PASSAGE PROVIDED:
Content starts

The importance of this integrated analysis of clinical, molecular, and functional data is demonstrated by the assessment of p.Arg406Thr, a mutation described worldwide but for which functional assays have not been performed. The lipid profile and cosegregation analysis of p.Arg406Thr carriers and the other functional mutations carriers under study are similar and a statistically significant exists between these and carriers of neutral alterations for all atherogenic particles except high-density lipoprotein cholesterol, apoA1, and triglycerides. This indicates that this alteration is probably a disease-causing mutation. When the LDL-C percentiles were analyzed, however, the results were not as straightforward; the prevalence of index cases with the alterations and with LDL-C ≥75th percentile and LDL-C ≥95th percentile was lower for p.Arg406Thr (although without statistical significance) than for index carriers of the neutral or functional alterations. For relatives, the lower prevalence was seen for neutral alterations carriers but without significant differences. In conclusion, this phenotype/genotype analysis was not able to produce a valid pathogenicity assessment for p.Arg406Thr. When the functional study was performed, the LDLR activity was determined and the reason for the oscillation in the lipid profile was understood; this variant retained 60% of LDLR activity concerning expression, binding, and internalization. This allows a total activity of the LDLR receptor of 80% (assuming that the nonmutated allele produces 50% of the active protein) compared with 50–55% that is seen for a null mutation or for the mutations characterized in this study (p.Ile442Thr, p.Gly545Trp, and p.Cys698Phe). By contrast, p.Gly76Trp—classified here as neutral—presented a total activity of about 95% for binding and internalization. Because the p.Arg406Thr variant retains 60% activity, it can be considered a mild mutation, and the variation in the phenotype of carriers can be attributed to environmental factors that are known to affect the phenotype, even in patients with FH.30 The cutoff value for determining whether an LDLR variant is considered a functional mutant by in vitro studies has not been established, but, based on several published studies,1,27,29,31,32,33 in vitro LDLR activity less than 70–80% (either in expression, binding, or internalization), corresponding to 85–90% total LDLR activity, could classify a variant as pathogenic.

The functional classification of a variant is also important for patient management so patients can be advised according to their condition. Because carriers of these neutral alterations present a milder phenotype, most probably do not have FH and therefore need different counseling and treatment approaches to tackle their dyslipidemia. The results obtained for p.Arg406Thr can also have a clinical implication; these patients probably need a less aggressive medication to control their LDL-C concentrations because their mutant LDLR still retains some activity (60% for the mutated allele, 80% in total). This way the determination of the variant functionality can be a step forward for the personalized treatment of patients with FH.

The integrated analysis presented here is important for the correct assessment of patients with FH who might otherwise be misdiagnosed. A detailed analysis of the protein at the molecular level, adding to the clinical and molecular data already obtained routinely, provides information relevant to understanding the phenotype observed in these patients and that can be translated into clinical management improvements.

Disclosure

The authors declare no conflict of interest.

Content ends

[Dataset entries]
Content starts

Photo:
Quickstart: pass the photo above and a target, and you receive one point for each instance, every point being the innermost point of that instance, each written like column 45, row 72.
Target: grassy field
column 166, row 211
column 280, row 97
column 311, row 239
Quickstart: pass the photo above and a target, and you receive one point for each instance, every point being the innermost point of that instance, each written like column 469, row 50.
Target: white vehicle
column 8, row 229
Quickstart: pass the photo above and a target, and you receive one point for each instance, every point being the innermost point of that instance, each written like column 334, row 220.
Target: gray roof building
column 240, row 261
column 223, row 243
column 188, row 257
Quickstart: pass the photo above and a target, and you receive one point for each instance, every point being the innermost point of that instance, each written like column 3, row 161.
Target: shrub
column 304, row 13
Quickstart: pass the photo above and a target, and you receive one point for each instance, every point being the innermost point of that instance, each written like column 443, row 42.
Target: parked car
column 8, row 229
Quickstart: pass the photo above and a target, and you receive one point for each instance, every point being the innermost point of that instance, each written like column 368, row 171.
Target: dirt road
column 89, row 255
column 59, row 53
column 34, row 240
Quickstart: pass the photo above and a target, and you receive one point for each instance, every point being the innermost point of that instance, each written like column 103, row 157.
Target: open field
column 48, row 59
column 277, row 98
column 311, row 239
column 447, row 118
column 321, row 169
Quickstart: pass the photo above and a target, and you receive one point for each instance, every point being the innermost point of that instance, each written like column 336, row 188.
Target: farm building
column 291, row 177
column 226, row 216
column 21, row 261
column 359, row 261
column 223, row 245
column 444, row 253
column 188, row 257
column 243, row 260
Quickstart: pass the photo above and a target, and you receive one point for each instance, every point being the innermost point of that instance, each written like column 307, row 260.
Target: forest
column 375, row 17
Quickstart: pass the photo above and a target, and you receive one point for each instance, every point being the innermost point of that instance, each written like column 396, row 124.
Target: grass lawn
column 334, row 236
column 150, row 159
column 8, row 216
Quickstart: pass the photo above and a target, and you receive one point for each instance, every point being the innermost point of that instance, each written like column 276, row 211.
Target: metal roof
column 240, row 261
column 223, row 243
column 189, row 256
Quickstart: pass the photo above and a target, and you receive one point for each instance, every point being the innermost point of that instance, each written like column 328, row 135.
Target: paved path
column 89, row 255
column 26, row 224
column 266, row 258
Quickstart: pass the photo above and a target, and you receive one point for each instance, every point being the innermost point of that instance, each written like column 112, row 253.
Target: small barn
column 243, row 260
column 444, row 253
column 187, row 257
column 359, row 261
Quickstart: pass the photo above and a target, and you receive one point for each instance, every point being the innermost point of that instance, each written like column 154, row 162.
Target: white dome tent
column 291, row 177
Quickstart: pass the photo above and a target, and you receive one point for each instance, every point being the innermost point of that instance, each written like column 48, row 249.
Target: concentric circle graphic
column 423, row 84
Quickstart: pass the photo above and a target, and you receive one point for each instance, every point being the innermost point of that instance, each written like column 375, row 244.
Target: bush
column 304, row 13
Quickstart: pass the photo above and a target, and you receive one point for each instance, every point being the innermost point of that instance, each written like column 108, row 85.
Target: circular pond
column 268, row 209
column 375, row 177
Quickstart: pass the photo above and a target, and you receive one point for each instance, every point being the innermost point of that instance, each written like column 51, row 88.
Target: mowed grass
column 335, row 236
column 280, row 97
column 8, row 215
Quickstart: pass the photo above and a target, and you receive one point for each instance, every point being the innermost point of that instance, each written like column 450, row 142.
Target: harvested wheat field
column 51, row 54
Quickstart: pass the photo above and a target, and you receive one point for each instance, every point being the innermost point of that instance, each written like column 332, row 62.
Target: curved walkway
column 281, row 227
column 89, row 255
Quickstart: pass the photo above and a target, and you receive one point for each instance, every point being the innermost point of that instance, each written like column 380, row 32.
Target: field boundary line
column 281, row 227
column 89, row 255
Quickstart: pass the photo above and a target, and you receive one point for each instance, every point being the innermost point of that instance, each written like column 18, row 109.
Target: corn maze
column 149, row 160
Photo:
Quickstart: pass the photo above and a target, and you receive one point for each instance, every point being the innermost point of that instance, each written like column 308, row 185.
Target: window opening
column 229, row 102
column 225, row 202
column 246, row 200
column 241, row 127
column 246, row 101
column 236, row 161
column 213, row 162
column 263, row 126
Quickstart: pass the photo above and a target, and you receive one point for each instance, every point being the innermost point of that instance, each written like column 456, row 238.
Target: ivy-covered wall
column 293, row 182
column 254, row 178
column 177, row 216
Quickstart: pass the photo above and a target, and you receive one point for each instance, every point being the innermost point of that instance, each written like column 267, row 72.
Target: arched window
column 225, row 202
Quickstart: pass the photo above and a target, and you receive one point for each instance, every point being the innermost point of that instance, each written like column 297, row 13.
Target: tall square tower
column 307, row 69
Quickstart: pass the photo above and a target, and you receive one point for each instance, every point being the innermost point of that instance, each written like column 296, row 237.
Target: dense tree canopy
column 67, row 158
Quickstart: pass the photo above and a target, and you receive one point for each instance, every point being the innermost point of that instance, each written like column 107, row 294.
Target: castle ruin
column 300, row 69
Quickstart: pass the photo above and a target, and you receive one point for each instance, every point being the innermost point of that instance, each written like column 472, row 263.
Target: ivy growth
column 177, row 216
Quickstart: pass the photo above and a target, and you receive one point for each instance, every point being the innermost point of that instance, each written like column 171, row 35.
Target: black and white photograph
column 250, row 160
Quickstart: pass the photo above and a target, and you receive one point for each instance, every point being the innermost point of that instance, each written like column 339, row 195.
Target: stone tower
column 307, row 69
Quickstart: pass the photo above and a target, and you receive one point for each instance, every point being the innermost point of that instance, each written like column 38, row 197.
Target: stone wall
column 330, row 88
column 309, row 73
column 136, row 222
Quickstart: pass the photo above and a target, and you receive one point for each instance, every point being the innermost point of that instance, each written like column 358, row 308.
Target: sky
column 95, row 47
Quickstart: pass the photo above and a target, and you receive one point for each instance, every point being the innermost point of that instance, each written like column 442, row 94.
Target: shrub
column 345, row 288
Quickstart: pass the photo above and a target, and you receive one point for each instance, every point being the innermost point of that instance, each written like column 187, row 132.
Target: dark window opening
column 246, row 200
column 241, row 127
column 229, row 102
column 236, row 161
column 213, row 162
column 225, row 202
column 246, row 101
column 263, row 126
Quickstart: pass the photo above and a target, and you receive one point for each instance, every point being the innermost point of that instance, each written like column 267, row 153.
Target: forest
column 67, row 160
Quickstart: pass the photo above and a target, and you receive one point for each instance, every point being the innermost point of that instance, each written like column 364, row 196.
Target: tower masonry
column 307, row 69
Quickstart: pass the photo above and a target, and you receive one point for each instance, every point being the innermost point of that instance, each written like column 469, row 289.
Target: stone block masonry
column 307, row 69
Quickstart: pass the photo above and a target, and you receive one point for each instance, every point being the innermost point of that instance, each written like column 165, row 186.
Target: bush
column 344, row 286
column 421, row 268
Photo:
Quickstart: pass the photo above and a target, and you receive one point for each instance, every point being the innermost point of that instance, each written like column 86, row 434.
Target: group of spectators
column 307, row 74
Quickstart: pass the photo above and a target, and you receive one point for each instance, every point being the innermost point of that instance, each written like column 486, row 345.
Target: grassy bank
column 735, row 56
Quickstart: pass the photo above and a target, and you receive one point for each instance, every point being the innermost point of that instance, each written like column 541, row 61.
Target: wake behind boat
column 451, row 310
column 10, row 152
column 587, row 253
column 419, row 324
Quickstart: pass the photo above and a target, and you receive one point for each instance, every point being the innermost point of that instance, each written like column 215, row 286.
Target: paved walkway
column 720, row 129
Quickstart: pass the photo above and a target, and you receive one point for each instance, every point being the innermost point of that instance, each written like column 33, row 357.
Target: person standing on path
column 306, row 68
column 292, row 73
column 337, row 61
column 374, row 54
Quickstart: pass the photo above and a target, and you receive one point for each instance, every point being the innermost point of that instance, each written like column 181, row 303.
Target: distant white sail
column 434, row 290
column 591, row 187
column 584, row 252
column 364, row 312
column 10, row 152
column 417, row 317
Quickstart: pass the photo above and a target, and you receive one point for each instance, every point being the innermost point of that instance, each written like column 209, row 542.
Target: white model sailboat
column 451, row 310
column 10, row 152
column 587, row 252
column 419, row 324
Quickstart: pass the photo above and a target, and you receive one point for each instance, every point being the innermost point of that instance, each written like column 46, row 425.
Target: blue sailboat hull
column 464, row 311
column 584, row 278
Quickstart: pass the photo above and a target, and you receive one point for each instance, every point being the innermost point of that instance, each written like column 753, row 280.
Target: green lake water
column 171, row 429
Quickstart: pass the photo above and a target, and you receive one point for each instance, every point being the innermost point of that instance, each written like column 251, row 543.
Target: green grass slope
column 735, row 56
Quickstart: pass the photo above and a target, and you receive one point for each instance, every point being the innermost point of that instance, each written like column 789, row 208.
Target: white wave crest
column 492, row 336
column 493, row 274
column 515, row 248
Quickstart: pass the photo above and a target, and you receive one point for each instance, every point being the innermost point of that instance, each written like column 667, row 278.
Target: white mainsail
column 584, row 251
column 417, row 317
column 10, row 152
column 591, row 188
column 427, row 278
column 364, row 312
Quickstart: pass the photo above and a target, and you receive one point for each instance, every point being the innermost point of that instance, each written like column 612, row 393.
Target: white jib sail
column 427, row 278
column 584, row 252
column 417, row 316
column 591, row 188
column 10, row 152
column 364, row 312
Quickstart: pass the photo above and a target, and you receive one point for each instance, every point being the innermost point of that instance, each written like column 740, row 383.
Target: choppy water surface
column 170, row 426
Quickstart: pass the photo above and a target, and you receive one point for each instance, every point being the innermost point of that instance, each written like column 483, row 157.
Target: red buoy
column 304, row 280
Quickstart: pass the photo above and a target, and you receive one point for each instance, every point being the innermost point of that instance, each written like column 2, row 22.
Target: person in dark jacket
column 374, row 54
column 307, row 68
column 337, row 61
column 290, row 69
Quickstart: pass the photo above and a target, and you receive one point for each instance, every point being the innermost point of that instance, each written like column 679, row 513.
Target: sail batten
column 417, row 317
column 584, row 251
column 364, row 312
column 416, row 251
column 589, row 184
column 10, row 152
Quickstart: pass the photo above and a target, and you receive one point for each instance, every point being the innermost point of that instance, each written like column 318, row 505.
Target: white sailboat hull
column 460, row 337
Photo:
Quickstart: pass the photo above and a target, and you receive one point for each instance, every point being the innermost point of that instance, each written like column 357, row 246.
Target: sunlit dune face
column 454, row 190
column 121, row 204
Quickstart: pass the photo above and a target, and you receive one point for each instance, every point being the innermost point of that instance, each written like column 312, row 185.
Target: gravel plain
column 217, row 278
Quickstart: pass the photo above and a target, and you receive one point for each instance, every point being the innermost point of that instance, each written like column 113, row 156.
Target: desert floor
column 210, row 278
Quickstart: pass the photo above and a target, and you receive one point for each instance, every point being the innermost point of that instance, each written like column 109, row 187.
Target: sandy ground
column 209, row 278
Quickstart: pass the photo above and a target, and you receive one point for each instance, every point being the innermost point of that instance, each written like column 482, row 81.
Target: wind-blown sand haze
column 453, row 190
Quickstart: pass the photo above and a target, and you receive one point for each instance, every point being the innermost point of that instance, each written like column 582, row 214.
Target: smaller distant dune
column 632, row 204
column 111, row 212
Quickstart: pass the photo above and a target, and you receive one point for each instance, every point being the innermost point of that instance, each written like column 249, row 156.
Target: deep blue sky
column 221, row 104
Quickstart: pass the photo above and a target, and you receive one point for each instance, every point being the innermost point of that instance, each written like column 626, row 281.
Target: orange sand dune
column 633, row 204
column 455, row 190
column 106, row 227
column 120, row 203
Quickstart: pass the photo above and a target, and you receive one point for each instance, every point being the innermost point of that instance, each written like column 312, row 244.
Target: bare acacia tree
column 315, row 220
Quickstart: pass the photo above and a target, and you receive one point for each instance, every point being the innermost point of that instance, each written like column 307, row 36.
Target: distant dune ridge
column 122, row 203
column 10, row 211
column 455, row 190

Content ends

COMPLETE THE FOLLOWING:
• a. In the passage on LDLR variants, what share of LDLR activity did the p.Arg406Thr variant retain in the functional study?
• b. From the passage on LDLR variants, repeat word for word the part starting with "The functional classification" and going on through "of patients with FH.".

ANSWERS TO THE EXERCISES:
• a. It retained 60% of LDLR activity in expression, binding, and internalization.

• b.
The functional classification of a variant is also important for patient management so patients can be advised according to their condition. Because carriers of these neutral alterations present a milder phenotype, most probably do not have FH and therefore need different counseling and treatment approaches to tackle their dyslipidemia. The results obtained for p.Arg406Thr can also have a clinical implication; these patients probably need a less aggressive medication to control their LDL-C concentrations because their mutant LDLR still retains some activity (60% for the mutated allele, 80% in total). This way the determination of the variant functionality can be a step forward for the personalized treatment of patients with FH.